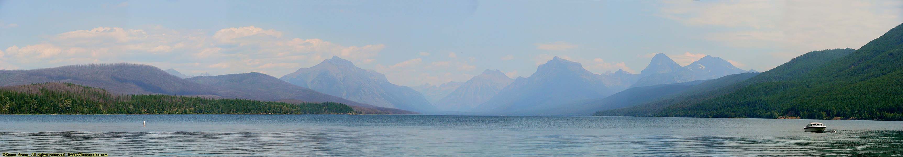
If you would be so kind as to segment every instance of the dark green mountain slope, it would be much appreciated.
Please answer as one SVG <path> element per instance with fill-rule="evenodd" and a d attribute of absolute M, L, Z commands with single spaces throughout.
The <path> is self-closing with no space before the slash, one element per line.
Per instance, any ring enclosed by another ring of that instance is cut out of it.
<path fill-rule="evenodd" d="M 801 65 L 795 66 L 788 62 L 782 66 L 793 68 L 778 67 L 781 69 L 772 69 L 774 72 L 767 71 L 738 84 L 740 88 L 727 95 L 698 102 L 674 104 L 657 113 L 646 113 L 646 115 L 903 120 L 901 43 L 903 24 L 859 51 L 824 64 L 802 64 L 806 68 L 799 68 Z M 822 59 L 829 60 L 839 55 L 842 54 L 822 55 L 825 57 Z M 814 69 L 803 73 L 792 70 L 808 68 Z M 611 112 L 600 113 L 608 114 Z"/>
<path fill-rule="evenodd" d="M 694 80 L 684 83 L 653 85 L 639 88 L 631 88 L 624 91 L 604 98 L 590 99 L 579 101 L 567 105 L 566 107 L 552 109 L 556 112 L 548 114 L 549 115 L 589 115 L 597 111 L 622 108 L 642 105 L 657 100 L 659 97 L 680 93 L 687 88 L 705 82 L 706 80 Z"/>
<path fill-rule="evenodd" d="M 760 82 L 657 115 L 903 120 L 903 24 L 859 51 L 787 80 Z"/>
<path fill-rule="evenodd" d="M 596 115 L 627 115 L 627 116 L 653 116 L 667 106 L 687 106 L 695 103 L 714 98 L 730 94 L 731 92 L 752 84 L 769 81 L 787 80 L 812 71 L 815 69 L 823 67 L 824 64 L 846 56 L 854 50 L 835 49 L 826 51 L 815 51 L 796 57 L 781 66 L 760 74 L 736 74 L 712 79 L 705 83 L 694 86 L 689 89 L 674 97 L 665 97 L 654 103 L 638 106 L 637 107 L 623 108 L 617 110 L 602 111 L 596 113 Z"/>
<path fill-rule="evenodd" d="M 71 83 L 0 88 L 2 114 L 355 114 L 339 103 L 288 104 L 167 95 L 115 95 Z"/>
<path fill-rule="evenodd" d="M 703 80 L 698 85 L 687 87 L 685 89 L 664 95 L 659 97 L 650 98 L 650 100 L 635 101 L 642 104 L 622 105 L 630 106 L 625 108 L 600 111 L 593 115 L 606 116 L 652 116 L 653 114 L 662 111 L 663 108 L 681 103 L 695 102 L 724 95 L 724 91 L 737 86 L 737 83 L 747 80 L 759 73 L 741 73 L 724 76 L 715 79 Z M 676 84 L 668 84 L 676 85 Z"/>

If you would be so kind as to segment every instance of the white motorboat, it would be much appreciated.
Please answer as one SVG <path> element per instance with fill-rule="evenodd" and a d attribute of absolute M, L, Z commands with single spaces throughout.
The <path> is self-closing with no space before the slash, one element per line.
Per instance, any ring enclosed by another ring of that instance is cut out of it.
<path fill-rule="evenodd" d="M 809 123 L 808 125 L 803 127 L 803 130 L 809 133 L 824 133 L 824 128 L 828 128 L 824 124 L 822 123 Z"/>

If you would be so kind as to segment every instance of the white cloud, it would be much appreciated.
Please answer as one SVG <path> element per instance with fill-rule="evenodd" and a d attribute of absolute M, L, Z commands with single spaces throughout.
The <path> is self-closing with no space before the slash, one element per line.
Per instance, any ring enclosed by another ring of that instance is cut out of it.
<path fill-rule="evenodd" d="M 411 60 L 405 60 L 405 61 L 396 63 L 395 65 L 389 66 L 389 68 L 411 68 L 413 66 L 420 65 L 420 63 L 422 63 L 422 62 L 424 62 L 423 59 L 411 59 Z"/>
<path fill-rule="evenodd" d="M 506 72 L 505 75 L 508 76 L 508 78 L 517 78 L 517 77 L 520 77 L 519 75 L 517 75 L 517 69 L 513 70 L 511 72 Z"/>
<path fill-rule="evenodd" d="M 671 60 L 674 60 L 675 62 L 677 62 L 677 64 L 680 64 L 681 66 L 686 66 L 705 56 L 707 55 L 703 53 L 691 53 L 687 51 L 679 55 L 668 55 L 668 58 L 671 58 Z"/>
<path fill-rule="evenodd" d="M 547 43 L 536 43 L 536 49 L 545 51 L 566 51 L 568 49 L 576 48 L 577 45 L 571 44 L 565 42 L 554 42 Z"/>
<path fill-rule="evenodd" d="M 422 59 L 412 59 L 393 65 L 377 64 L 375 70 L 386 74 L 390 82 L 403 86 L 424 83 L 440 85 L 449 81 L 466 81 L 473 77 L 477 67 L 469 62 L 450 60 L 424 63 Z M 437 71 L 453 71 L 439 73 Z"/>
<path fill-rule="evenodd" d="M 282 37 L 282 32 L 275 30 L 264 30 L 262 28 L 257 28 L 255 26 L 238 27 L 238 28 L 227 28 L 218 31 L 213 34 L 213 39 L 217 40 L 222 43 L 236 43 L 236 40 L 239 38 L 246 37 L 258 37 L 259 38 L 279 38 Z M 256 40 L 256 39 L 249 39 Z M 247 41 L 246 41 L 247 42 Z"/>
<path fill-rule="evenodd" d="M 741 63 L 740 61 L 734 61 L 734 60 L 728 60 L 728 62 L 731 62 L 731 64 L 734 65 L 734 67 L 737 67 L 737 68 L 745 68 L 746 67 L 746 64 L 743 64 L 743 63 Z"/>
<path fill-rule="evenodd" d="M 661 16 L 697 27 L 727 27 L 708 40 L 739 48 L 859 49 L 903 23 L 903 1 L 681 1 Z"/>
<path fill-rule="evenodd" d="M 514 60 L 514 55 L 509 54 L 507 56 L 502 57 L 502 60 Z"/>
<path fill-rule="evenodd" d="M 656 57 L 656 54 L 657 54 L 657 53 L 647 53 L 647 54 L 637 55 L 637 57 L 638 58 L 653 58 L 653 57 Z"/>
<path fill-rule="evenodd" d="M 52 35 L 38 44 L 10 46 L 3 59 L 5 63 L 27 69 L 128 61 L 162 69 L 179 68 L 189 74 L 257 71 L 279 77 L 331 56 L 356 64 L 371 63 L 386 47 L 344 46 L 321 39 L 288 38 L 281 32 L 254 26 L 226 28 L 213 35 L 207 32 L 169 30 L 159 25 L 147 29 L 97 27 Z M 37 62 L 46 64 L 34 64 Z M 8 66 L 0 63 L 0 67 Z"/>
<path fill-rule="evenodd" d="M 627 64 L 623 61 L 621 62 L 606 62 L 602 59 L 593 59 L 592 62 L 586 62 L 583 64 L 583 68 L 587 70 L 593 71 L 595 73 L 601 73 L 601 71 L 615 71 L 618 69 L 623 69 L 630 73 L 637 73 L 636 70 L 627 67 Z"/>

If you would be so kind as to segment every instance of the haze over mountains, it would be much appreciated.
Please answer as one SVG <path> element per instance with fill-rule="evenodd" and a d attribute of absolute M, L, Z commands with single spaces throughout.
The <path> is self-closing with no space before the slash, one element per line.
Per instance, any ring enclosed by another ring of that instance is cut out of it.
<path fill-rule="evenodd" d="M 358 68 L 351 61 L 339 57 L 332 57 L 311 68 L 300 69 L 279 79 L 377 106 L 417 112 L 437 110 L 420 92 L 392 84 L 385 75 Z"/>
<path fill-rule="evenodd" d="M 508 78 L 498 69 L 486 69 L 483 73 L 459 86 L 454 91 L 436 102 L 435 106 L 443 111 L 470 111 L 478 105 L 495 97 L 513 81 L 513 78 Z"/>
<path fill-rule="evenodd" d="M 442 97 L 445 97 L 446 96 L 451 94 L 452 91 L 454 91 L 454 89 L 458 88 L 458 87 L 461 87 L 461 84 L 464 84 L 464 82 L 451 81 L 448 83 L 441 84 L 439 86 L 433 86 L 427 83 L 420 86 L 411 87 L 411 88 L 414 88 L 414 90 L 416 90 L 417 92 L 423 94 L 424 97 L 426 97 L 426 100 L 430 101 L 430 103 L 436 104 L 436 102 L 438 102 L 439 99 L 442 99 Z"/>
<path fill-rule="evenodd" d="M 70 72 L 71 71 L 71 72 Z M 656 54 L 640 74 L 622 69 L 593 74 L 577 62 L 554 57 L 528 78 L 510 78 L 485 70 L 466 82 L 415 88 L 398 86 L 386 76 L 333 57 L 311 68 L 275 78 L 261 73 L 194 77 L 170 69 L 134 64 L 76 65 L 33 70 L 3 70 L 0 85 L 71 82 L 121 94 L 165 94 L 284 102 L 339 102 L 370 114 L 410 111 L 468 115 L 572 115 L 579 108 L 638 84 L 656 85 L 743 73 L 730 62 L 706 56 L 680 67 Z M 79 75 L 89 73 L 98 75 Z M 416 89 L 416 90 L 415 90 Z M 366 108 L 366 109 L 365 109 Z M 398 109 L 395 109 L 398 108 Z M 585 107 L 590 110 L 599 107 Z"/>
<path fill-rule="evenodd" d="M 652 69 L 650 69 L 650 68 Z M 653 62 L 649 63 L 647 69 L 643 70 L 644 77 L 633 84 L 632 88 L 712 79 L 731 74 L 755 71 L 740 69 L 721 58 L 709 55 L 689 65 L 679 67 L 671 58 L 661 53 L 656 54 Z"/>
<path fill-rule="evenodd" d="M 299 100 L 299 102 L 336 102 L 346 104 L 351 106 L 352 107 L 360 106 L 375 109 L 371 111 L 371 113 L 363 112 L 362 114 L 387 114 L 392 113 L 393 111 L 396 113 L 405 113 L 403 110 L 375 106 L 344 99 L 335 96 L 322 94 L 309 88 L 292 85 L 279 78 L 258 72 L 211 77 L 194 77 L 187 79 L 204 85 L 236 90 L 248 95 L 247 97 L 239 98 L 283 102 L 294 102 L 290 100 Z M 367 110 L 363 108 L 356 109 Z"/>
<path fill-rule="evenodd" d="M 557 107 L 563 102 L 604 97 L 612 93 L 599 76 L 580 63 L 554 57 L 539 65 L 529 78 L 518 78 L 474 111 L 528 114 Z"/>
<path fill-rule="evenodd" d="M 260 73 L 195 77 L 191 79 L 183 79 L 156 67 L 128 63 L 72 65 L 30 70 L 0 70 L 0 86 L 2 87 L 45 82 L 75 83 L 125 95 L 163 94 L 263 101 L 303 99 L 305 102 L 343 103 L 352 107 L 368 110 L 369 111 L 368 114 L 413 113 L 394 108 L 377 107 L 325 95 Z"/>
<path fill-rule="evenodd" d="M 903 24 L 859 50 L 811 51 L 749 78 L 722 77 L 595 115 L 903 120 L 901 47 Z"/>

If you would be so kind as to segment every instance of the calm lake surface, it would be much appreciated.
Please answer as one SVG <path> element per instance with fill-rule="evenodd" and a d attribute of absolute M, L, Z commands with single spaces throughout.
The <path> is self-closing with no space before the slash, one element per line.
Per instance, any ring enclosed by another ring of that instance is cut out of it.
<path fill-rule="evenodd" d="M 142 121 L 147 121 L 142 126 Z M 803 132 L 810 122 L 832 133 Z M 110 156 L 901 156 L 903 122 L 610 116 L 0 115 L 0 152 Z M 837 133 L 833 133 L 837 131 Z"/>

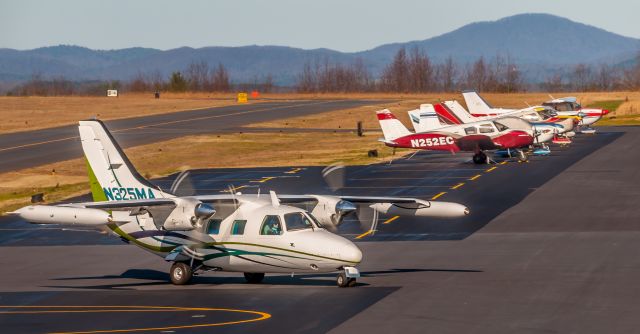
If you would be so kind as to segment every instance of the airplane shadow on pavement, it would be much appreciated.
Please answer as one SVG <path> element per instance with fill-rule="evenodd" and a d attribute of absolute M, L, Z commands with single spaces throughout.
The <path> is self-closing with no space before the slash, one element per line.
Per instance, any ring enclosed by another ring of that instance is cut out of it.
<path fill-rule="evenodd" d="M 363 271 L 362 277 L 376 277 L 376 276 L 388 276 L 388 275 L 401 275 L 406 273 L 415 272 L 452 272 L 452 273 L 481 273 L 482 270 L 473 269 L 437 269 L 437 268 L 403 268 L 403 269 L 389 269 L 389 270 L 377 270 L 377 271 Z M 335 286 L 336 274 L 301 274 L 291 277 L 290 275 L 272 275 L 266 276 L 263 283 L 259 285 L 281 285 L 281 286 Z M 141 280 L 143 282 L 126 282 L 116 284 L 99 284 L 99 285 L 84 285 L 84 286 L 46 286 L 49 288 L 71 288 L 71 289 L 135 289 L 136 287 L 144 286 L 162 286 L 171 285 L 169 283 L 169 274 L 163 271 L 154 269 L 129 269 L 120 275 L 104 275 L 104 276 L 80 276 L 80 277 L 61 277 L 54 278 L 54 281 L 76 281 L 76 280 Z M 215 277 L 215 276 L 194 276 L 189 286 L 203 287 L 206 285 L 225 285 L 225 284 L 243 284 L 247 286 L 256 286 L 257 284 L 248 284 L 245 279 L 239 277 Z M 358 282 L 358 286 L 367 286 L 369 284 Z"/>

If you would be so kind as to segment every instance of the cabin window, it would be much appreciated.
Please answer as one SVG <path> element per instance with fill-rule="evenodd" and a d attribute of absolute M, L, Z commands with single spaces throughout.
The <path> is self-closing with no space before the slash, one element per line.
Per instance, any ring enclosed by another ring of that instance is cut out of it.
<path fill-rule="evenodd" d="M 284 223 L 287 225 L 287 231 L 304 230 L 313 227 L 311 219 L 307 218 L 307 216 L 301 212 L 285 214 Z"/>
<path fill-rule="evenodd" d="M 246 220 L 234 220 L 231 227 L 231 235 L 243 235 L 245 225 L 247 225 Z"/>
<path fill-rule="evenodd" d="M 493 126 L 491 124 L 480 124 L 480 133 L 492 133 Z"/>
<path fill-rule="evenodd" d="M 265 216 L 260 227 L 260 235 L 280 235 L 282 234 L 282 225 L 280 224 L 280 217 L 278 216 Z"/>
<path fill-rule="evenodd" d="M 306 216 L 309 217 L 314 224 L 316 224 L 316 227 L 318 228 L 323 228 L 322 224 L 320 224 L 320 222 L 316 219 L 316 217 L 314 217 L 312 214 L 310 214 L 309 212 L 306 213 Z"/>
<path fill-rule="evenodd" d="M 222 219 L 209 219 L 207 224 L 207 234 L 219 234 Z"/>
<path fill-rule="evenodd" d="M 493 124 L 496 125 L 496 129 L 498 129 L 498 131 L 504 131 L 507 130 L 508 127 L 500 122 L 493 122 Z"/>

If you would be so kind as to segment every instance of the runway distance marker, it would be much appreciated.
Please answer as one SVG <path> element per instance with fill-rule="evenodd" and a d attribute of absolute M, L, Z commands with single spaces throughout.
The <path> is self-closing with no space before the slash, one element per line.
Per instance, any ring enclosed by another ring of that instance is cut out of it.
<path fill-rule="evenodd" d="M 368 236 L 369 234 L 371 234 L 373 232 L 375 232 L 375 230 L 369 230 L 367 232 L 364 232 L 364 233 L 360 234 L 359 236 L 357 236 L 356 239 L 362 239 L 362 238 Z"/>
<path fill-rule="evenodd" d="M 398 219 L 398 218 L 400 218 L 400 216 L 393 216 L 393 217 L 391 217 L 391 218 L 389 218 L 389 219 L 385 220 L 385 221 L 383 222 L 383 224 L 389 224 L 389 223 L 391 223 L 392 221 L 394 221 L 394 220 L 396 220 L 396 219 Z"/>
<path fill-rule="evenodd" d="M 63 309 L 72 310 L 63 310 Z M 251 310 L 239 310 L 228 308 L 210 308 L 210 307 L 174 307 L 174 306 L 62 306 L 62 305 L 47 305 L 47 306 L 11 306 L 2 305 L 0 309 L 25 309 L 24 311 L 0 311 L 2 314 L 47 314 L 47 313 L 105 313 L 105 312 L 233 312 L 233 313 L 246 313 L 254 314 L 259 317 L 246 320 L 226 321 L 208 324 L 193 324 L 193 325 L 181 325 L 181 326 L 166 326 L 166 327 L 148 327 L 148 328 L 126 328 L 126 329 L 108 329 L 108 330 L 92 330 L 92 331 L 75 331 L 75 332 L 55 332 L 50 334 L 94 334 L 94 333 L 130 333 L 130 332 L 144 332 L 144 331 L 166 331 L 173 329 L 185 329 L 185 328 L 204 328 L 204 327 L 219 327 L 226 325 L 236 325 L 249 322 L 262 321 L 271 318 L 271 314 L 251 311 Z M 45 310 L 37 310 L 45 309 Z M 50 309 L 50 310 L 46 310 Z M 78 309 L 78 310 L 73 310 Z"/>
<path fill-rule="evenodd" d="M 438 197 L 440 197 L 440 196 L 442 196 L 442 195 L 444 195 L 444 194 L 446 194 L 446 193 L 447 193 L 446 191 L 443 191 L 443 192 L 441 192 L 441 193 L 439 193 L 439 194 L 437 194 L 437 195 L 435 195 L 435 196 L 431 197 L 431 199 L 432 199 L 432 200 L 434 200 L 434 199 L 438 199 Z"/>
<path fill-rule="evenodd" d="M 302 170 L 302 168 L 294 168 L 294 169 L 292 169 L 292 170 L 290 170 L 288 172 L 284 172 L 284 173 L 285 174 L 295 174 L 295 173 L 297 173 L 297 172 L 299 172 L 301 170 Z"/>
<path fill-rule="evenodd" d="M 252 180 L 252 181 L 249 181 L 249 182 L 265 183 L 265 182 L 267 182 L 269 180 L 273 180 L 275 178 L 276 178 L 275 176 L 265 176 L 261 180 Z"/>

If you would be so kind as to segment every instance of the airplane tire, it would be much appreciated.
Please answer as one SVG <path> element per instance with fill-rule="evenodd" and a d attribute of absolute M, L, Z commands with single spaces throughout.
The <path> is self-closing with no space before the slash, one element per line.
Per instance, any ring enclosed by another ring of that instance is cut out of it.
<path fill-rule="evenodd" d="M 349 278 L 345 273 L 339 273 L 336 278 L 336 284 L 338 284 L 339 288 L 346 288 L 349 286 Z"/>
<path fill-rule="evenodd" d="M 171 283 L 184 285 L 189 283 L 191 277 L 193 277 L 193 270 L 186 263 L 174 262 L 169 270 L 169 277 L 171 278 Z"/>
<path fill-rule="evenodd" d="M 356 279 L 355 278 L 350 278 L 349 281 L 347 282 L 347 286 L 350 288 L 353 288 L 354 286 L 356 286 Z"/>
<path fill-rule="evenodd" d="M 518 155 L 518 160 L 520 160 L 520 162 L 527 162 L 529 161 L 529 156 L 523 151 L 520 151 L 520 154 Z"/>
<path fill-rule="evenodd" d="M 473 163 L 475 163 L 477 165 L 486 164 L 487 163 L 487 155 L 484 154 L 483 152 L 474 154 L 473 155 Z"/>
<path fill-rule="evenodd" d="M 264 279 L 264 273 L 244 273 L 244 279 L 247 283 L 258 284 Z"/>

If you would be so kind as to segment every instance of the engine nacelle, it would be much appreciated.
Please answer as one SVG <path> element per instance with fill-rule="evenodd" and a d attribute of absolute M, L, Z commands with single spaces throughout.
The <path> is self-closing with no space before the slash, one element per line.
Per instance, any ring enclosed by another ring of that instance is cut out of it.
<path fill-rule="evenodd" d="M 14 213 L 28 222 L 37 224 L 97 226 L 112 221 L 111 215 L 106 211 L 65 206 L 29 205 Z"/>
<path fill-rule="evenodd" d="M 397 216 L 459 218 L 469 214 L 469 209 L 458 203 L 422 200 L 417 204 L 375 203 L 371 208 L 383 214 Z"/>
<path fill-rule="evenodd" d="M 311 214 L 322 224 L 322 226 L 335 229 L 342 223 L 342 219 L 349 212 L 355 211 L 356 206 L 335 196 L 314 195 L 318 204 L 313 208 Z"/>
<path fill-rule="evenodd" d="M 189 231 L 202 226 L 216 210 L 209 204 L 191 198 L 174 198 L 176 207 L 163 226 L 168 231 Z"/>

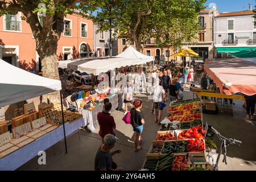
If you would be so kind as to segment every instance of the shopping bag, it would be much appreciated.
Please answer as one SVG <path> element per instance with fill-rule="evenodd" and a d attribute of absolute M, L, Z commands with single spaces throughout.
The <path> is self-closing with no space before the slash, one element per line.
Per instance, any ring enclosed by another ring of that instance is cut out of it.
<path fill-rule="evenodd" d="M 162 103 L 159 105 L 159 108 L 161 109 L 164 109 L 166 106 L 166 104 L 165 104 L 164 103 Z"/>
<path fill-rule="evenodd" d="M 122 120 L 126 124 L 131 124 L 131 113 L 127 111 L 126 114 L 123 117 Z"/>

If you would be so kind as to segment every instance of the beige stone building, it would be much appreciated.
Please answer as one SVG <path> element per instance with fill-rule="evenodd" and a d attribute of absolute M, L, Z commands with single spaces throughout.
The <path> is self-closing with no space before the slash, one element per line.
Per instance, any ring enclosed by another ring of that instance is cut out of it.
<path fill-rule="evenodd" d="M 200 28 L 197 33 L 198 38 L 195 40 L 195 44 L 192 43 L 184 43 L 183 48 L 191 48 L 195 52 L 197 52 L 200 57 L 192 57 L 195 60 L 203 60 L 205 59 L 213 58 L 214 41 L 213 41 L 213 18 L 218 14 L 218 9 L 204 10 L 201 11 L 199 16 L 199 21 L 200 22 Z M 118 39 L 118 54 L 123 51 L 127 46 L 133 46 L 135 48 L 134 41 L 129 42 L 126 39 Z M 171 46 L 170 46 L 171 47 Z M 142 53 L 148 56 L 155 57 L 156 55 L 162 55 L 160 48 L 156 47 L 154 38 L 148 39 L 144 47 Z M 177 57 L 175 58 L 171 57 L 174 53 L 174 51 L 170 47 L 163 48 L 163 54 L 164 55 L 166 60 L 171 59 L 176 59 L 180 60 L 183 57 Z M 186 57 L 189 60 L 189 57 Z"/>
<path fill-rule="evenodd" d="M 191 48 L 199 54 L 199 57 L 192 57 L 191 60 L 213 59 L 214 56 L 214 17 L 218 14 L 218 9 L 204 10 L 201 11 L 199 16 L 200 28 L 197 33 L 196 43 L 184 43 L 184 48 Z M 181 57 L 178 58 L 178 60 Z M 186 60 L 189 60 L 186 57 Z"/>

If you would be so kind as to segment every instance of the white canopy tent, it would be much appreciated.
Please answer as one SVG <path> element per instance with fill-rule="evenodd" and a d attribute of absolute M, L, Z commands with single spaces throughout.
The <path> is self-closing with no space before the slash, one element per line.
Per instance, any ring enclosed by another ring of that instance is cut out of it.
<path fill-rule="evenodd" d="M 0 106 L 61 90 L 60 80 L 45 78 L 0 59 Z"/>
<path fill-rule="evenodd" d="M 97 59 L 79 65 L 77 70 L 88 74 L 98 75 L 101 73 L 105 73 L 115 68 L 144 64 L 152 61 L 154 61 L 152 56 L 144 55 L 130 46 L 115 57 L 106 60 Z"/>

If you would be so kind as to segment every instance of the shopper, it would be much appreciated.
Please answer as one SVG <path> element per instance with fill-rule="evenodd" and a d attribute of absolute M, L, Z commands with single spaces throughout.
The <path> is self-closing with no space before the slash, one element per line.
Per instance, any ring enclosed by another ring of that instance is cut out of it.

Job: Rewrite the lines from the start of the records through the line with "2 114 L 355", putting "hillside" in place of "mountain slope" and keeping everything else the same. Leave the pictures out of your answer.

Expected answer:
If you would be so kind as to segment every instance of the dark green hillside, it would be much appreciated.
Please answer as one SVG <path> element per instance with fill-rule="evenodd" and a d attribute of absolute M, L, Z commands with single spaces throughout.
The <path> is self-closing with no space before the slash, one element per line.
Per instance, any ring enclosed by another ring of that instance is cut out of it.
<path fill-rule="evenodd" d="M 801 65 L 795 66 L 788 62 L 782 66 L 793 68 L 778 67 L 781 69 L 772 69 L 774 72 L 767 71 L 738 84 L 740 88 L 727 95 L 698 102 L 674 104 L 657 113 L 646 113 L 646 115 L 903 120 L 901 43 L 903 24 L 859 51 L 824 64 L 802 64 L 806 68 L 799 68 Z M 822 59 L 829 60 L 839 55 L 842 54 L 822 55 L 825 57 Z M 814 69 L 803 73 L 792 70 L 808 68 Z M 611 112 L 600 113 L 608 114 Z"/>
<path fill-rule="evenodd" d="M 694 80 L 684 83 L 653 85 L 639 88 L 631 88 L 624 91 L 604 98 L 590 99 L 579 101 L 567 105 L 566 107 L 552 109 L 556 112 L 548 114 L 549 115 L 589 115 L 597 111 L 622 108 L 642 105 L 657 100 L 659 97 L 680 93 L 687 88 L 705 82 L 706 80 Z"/>
<path fill-rule="evenodd" d="M 760 82 L 657 115 L 903 120 L 903 24 L 859 51 L 787 80 Z"/>
<path fill-rule="evenodd" d="M 596 115 L 627 115 L 627 116 L 653 116 L 667 106 L 687 106 L 695 103 L 714 98 L 730 94 L 731 92 L 752 84 L 769 81 L 787 80 L 812 71 L 815 69 L 823 67 L 824 64 L 846 56 L 854 50 L 835 49 L 826 51 L 815 51 L 796 57 L 781 66 L 760 74 L 736 74 L 712 79 L 705 83 L 694 86 L 689 89 L 674 97 L 665 97 L 654 103 L 638 106 L 637 107 L 623 108 L 617 110 L 602 111 L 596 113 Z"/>
<path fill-rule="evenodd" d="M 71 83 L 0 88 L 2 114 L 355 114 L 339 103 L 288 104 L 167 95 L 115 95 Z"/>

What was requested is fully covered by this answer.